=== Your task ===
Write the material out again, line by line, exactly as it is.

=== Record extracts ===
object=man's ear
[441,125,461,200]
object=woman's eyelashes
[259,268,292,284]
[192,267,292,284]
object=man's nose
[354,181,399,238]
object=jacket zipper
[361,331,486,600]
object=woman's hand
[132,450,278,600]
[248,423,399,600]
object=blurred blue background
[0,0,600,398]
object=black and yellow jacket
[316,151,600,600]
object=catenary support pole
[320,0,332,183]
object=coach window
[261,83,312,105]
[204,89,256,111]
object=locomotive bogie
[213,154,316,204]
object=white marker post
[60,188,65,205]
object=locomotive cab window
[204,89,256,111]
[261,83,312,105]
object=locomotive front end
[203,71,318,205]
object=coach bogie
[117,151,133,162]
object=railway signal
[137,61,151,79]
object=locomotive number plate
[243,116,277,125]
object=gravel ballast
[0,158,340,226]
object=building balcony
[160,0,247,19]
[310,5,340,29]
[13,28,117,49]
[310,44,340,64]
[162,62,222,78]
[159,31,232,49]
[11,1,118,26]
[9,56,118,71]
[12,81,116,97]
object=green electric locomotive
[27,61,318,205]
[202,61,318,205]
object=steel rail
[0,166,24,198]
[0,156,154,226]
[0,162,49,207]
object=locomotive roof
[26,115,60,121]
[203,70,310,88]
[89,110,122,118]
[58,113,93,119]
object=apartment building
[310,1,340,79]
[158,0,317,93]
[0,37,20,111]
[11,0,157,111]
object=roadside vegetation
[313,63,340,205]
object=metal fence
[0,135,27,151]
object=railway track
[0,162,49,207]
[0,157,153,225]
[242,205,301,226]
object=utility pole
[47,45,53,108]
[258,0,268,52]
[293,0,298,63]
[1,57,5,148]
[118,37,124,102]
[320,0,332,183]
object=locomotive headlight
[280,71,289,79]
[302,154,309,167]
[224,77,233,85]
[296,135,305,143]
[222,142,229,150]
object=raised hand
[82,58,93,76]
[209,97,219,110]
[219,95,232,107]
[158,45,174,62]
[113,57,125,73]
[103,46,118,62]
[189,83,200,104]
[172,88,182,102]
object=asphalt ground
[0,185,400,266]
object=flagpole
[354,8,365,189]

=== Response ===
object=man's ear
[441,125,461,200]
object=woman's eyelashes
[259,268,292,284]
[192,267,292,284]
object=man's nose
[354,181,399,238]
object=jacket zipper
[361,331,486,600]
object=woman's hand
[132,450,278,600]
[248,423,399,600]
object=blurred blue background
[0,0,600,398]
object=black and yellow jacket
[316,151,600,600]
object=catenary support pole
[320,0,332,183]
object=coach window
[261,83,312,105]
[204,89,256,111]
object=locomotive bogie
[213,154,316,204]
object=white marker post
[60,188,65,205]
object=locomotive cab window
[204,89,256,111]
[261,83,312,105]
object=locomotive front end
[203,71,318,205]
object=coach bogie
[117,151,133,162]
object=railway signal
[137,61,151,79]
object=locomotive number plate
[243,116,277,125]
object=gravel ballast
[0,158,340,226]
object=building balcony
[160,0,247,19]
[310,5,340,29]
[13,28,117,49]
[310,44,340,64]
[162,62,222,78]
[159,31,232,49]
[11,1,118,26]
[9,56,118,71]
[12,81,116,97]
object=green electric locomotive
[27,61,318,205]
[202,61,318,205]
object=steel rail
[0,166,24,198]
[0,156,154,226]
[0,162,49,207]
object=locomotive roof
[26,115,60,121]
[203,70,310,88]
[89,110,122,118]
[58,113,93,119]
object=apartment building
[310,1,340,79]
[158,0,317,93]
[0,37,20,111]
[11,0,157,111]
object=roadside vegetation
[313,63,340,205]
object=metal fence
[0,135,27,151]
object=railway track
[0,162,49,207]
[0,157,153,225]
[242,205,301,226]
object=utility pole
[47,45,53,108]
[258,0,268,52]
[293,0,298,63]
[1,57,5,148]
[118,37,124,102]
[320,0,332,183]
object=locomotive headlight
[280,71,289,79]
[302,154,309,167]
[224,77,233,85]
[296,135,305,143]
[222,142,229,150]
object=raised hand
[82,58,93,76]
[209,97,219,110]
[219,95,232,107]
[158,45,174,62]
[113,57,125,73]
[103,46,118,62]
[189,83,200,104]
[172,88,182,102]
object=asphalt ground
[0,185,400,266]
object=flagpole
[354,8,365,189]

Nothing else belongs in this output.